> **The exercise**: Transcribe every row below character for character, but omit the pictures.
::::
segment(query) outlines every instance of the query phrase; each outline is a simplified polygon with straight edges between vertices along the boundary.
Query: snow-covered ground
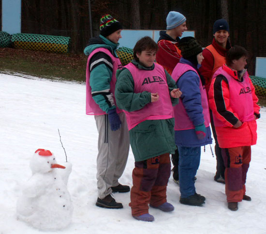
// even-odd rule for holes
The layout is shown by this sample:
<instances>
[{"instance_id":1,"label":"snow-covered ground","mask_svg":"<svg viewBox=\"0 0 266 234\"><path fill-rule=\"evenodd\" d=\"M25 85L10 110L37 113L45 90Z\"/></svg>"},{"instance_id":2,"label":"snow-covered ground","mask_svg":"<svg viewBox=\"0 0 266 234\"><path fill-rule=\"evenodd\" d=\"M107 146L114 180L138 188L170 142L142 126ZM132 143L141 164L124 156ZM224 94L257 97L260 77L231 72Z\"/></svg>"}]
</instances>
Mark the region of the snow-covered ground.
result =
<instances>
[{"instance_id":1,"label":"snow-covered ground","mask_svg":"<svg viewBox=\"0 0 266 234\"><path fill-rule=\"evenodd\" d=\"M17 219L16 203L31 175L30 160L36 149L49 150L58 163L65 161L58 129L73 165L68 184L73 222L62 230L44 233L266 234L266 109L261 109L257 121L258 140L252 147L248 173L247 194L251 202L243 201L236 212L227 208L224 186L213 180L216 159L208 145L205 153L202 149L196 182L206 204L179 203L179 187L171 177L167 198L175 210L165 213L150 208L155 220L150 223L132 217L129 193L114 194L123 209L95 205L98 134L93 117L85 114L84 84L0 74L0 234L43 233ZM133 165L131 151L121 183L132 185Z\"/></svg>"}]
</instances>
::::
> **Task result**:
segment(query) outlines every instance of the query phrase; each outline is a simplified polygon with straight edges between vertices along the boundary.
Query: snow-covered ground
// even-odd rule for holes
The layout is shown by this sample:
<instances>
[{"instance_id":1,"label":"snow-covered ground","mask_svg":"<svg viewBox=\"0 0 266 234\"><path fill-rule=\"evenodd\" d=\"M25 85L10 110L37 113L45 90Z\"/></svg>"},{"instance_id":2,"label":"snow-covered ground","mask_svg":"<svg viewBox=\"0 0 266 234\"><path fill-rule=\"evenodd\" d=\"M107 146L114 180L138 188L170 142L142 126ZM132 143L141 164L124 156ZM224 94L257 97L260 77L231 72Z\"/></svg>"}]
</instances>
Mark the region of the snow-covered ground.
result =
<instances>
[{"instance_id":1,"label":"snow-covered ground","mask_svg":"<svg viewBox=\"0 0 266 234\"><path fill-rule=\"evenodd\" d=\"M17 219L16 203L31 175L30 160L36 149L49 150L58 163L65 161L58 129L73 165L68 184L73 222L62 230L44 233L266 234L266 109L261 109L257 121L258 140L252 147L248 173L247 194L251 202L243 201L236 212L227 208L224 186L213 180L216 159L208 145L205 153L202 149L196 182L206 204L179 203L179 187L171 177L167 198L175 210L165 213L150 208L155 220L150 223L132 217L129 193L114 194L123 209L95 205L98 134L93 117L85 114L84 84L0 74L0 234L43 233ZM133 165L131 151L121 183L132 185Z\"/></svg>"}]
</instances>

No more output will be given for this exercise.